__SUPPLIED RECORDS__.
**********
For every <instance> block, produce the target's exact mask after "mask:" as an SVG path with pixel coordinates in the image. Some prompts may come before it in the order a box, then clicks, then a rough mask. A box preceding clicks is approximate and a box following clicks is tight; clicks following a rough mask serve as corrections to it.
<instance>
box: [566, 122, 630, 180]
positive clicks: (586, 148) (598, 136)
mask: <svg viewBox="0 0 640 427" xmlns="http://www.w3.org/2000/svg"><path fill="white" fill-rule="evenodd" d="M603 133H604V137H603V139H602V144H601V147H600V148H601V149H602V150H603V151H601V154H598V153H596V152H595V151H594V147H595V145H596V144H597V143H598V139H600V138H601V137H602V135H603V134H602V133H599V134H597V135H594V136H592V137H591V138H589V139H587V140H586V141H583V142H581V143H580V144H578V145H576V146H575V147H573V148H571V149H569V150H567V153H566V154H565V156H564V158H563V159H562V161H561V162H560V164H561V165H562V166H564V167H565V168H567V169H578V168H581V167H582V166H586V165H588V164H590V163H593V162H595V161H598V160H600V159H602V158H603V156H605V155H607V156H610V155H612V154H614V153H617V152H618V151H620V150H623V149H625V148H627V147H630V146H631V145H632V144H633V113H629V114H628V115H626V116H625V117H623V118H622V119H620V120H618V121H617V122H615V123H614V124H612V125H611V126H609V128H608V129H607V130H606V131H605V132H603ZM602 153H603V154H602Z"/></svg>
**********
__WORK REQUEST__. Output nothing but the lines from the one containing "box: [566, 122, 630, 180]" through the last line of the data, exactly as they stand.

__SOLUTION__.
box: [566, 122, 630, 180]
positive clicks: (586, 148) (598, 136)
mask: <svg viewBox="0 0 640 427" xmlns="http://www.w3.org/2000/svg"><path fill="white" fill-rule="evenodd" d="M603 133H604V137H603V139H602V144H601V147H600V148H601V149H602V150H603V151H601V154H598V153H596V152H595V151H594V147H595V145H596V144H597V143H598V139H600V138H601V137H602V135H603V134H602V133H599V134H597V135H594V136H592V137H591V138H589V139H587V140H586V141H583V142H581V143H580V144H578V145H576V146H575V147H573V148H571V149H569V150H567V153H566V154H565V156H564V158H563V159H562V161H561V162H560V164H561V165H562V166H564V167H565V168H567V169H578V168H581V167H582V166H586V165H588V164H590V163H593V162H595V161H598V160H600V159H602V158H603V156H605V155H607V156H610V155H612V154H614V153H617V152H618V151H620V150H623V149H625V148H627V147H630V146H631V145H632V144H633V113H629V114H628V115H626V116H625V117H623V118H622V119H620V120H618V121H617V122H615V123H614V124H612V125H611V126H609V128H608V129H607V130H606V131H605V132H603ZM602 153H603V154H602Z"/></svg>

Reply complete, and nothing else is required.